What the task requires: Pick out every line of the records below that contains the word "mountain", and copy each one. Case counts.
##### Records
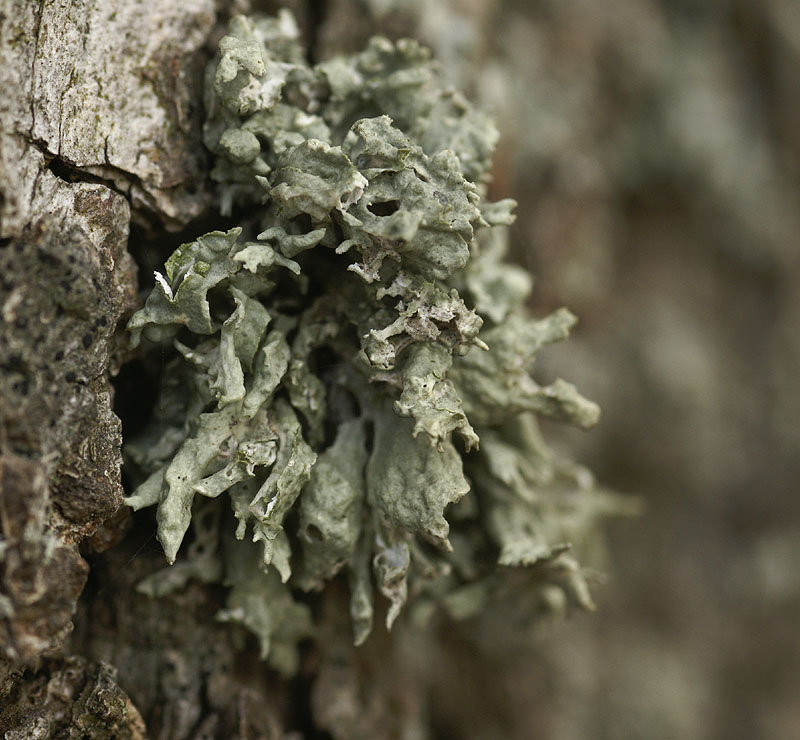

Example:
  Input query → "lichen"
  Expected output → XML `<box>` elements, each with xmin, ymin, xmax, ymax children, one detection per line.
##########
##### Records
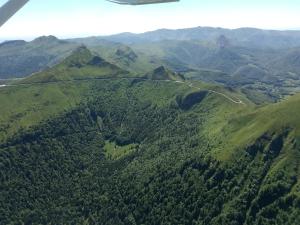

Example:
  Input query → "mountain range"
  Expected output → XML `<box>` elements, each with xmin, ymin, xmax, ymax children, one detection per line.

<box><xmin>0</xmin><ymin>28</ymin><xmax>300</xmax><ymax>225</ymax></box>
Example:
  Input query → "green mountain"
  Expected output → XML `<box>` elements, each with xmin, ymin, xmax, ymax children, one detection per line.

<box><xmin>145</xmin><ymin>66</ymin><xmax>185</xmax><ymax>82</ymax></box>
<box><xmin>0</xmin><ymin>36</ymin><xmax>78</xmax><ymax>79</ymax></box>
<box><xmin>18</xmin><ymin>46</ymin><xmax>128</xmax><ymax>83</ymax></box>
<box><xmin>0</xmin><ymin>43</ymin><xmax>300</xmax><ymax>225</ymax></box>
##########
Output below:
  Input query → "mountain range"
  Input query → "green mountain"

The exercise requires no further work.